[Start of EXERCISE MATERIAL]
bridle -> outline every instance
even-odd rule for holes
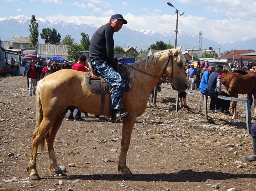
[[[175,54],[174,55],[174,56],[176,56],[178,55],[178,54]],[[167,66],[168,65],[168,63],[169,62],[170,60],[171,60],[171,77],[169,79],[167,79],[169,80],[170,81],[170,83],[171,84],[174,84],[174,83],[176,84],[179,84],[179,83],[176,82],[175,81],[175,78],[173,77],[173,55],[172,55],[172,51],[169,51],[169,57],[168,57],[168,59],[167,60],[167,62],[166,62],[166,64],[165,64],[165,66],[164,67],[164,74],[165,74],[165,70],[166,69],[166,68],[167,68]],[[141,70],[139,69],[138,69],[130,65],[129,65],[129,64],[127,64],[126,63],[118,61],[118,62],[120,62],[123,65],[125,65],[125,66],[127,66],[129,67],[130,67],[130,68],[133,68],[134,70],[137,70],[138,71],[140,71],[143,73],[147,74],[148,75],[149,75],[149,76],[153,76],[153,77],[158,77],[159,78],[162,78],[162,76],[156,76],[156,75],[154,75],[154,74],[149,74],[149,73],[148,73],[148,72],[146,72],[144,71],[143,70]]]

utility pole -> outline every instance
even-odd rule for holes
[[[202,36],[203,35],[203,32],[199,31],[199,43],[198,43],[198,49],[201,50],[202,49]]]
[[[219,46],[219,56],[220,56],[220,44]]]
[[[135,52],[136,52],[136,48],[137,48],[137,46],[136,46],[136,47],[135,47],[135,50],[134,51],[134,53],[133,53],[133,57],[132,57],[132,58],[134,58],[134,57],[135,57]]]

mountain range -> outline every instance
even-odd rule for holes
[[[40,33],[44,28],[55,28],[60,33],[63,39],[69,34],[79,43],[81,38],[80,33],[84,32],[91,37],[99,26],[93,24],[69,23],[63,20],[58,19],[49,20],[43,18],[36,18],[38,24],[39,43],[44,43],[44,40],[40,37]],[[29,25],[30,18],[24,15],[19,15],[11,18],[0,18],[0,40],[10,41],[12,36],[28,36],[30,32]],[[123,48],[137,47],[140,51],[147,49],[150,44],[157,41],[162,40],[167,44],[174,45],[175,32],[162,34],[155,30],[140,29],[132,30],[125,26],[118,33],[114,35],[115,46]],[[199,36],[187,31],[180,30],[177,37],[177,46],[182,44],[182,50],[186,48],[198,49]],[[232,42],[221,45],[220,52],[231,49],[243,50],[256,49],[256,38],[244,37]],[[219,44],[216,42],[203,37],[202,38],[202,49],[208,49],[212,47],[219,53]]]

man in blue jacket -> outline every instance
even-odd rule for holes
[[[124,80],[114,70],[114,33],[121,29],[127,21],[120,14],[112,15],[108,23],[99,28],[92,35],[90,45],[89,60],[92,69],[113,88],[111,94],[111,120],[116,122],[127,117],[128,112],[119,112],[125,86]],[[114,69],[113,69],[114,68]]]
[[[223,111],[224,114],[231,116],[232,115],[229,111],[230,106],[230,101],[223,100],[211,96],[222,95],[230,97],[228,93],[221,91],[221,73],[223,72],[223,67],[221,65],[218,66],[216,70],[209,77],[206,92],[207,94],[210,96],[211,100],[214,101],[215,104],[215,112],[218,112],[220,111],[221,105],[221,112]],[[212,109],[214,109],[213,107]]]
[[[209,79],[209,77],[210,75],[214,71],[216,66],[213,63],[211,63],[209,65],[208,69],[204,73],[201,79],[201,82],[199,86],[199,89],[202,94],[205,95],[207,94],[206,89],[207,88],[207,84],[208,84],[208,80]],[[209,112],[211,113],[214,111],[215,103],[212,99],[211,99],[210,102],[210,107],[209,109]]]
[End of EXERCISE MATERIAL]
### GOAL OF THE EXERCISE
Can you render everything from the line containing "man in blue jacket -> outline every instance" down to the last line as a Markdown table with the columns Row and Line, leaving out blank lines?

### THE ANSWER
| Row | Line |
|---|---|
| 1 | man in blue jacket -> outline every instance |
| 2 | even-odd rule for holes |
| 3 | [[[124,80],[114,70],[114,33],[121,29],[127,21],[120,14],[112,15],[108,23],[99,28],[92,35],[90,45],[89,60],[92,69],[113,88],[111,94],[111,120],[116,122],[127,117],[128,112],[119,112],[125,86]],[[114,69],[113,69],[114,68]]] |
| 4 | [[[223,111],[224,114],[231,116],[232,115],[229,111],[230,106],[230,101],[223,100],[211,96],[222,95],[230,97],[228,93],[221,91],[221,73],[223,72],[223,67],[221,65],[218,66],[216,70],[209,77],[206,92],[207,94],[210,96],[211,100],[214,101],[215,104],[215,112],[218,112],[220,111],[221,105],[221,112]],[[212,109],[214,109],[213,107]]] |
| 5 | [[[209,79],[209,77],[210,75],[214,71],[216,66],[213,63],[211,63],[209,65],[208,69],[204,73],[201,79],[201,82],[199,86],[199,89],[202,94],[205,95],[207,94],[206,89],[207,88],[207,84],[208,84],[208,80]],[[209,112],[211,113],[214,111],[215,103],[212,99],[211,99],[210,102],[210,107],[209,109]]] |